● **PROBLEM**
Reproduce only the listing lines from the line with "Where can you see the balcony" to the line with "(1024, 639)", swapping "lamp post" for "streetlight" and changing nothing else.

● **Dataset excerpts on pointing to objects**
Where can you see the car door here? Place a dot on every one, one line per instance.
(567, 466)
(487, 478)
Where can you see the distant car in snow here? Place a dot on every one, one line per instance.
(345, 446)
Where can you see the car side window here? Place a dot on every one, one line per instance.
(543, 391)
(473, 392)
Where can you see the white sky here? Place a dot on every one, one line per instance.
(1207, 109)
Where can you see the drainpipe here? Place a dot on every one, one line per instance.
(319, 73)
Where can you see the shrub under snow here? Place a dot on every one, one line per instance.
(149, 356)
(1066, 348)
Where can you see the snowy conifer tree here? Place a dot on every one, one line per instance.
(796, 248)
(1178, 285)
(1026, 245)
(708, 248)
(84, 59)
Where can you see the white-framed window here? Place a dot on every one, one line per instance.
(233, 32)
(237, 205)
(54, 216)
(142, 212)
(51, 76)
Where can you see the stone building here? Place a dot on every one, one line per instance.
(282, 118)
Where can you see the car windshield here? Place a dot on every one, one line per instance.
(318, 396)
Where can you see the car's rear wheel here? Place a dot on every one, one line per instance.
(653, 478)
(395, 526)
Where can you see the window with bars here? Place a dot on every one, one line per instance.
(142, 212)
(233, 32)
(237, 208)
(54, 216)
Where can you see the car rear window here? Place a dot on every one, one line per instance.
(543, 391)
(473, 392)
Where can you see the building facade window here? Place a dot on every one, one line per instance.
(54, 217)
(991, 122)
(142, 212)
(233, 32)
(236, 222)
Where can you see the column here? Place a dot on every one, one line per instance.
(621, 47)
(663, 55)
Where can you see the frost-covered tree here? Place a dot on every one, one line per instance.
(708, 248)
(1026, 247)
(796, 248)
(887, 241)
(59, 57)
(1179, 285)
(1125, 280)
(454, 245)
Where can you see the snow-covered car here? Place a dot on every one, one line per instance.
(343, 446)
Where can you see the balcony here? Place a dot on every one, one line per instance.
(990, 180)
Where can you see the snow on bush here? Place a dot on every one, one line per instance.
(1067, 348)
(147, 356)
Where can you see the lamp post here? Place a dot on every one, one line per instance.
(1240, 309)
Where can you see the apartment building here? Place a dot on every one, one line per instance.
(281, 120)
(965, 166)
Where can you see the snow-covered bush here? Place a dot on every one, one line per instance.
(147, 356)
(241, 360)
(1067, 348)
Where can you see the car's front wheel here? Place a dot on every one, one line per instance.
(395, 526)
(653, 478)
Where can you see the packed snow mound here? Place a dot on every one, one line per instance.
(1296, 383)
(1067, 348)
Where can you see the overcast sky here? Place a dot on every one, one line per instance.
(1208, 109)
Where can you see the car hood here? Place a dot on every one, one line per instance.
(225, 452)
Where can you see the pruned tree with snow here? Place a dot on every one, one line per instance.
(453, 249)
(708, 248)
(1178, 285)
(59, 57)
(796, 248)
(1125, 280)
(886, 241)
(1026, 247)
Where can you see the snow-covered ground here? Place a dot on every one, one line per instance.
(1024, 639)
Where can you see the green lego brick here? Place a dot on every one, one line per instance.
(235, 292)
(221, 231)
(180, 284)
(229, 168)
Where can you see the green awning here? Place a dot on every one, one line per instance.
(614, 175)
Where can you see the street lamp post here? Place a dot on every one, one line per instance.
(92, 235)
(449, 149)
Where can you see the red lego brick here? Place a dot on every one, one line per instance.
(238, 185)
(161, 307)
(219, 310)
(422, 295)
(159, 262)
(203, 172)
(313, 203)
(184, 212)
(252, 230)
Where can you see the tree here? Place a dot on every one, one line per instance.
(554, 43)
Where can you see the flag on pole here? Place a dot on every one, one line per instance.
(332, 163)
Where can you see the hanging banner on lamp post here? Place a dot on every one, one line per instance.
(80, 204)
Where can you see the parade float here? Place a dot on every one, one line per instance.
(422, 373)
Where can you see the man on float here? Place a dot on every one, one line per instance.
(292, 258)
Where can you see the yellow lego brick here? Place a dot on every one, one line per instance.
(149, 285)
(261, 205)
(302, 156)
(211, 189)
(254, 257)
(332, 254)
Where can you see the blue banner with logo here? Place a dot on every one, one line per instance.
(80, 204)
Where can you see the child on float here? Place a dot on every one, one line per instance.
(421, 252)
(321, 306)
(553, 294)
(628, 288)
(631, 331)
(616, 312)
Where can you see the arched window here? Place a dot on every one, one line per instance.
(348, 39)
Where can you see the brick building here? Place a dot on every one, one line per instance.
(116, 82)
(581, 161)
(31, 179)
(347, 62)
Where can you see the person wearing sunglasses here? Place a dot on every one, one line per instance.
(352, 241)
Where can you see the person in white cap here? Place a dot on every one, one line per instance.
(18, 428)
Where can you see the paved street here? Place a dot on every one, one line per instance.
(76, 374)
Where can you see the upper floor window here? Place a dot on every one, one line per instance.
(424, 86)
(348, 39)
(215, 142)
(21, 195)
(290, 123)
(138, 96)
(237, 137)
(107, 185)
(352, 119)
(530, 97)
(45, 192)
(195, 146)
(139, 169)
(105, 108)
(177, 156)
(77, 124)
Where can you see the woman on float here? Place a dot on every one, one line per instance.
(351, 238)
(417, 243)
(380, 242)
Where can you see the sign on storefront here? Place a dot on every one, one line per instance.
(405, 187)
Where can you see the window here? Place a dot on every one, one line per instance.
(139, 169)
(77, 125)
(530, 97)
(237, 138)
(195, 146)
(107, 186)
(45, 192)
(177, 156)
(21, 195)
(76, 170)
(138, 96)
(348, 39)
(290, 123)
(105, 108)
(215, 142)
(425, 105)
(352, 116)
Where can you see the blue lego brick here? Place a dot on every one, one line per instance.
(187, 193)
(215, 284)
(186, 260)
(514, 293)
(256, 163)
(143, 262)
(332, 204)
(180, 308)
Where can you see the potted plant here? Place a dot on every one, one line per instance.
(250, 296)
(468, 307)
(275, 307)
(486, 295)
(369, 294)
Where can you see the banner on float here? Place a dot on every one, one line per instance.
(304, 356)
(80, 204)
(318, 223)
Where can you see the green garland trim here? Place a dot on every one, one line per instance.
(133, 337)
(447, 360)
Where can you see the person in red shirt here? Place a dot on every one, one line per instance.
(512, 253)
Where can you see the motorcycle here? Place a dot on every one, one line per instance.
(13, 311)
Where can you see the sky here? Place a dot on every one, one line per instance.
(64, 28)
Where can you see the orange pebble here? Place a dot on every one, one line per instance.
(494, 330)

● **WRITTEN REPLY**
Where can you see the balcony here? Place a dot on every one, one line per instance.
(990, 180)
Where can you see the snow on bush here? Place a dot on every one, one line per instance.
(1067, 348)
(147, 356)
Where can you see the streetlight here? Place a dot on every one, one line per instance.
(1240, 309)
Where can you see the apartment building here? Place a dot on every one, one line per instance.
(281, 120)
(965, 166)
Where can you see the snow-covered bush here? Place a dot on every one, one line per instance.
(147, 356)
(241, 360)
(1067, 348)
Where can you see the car's front wheel here? Place a dot on every one, one line per instance.
(395, 526)
(653, 478)
Where can you see the packed snow mound here? Place a dot on every one, one line per instance.
(1296, 383)
(1067, 348)
Where can you see the overcast sky here? Place a dot on every one, one line per instance.
(1208, 109)
Where can you see the car hood here? Place a dot on every one, one line per instance.
(225, 452)
Where can you see the pruned tree with snow here? Place a dot on every one, one line per instance.
(453, 249)
(708, 248)
(1178, 285)
(59, 57)
(796, 248)
(1125, 280)
(886, 241)
(1026, 247)
Where can you see the snow-covered ground here? Place a dot on every one, one line per instance.
(1024, 639)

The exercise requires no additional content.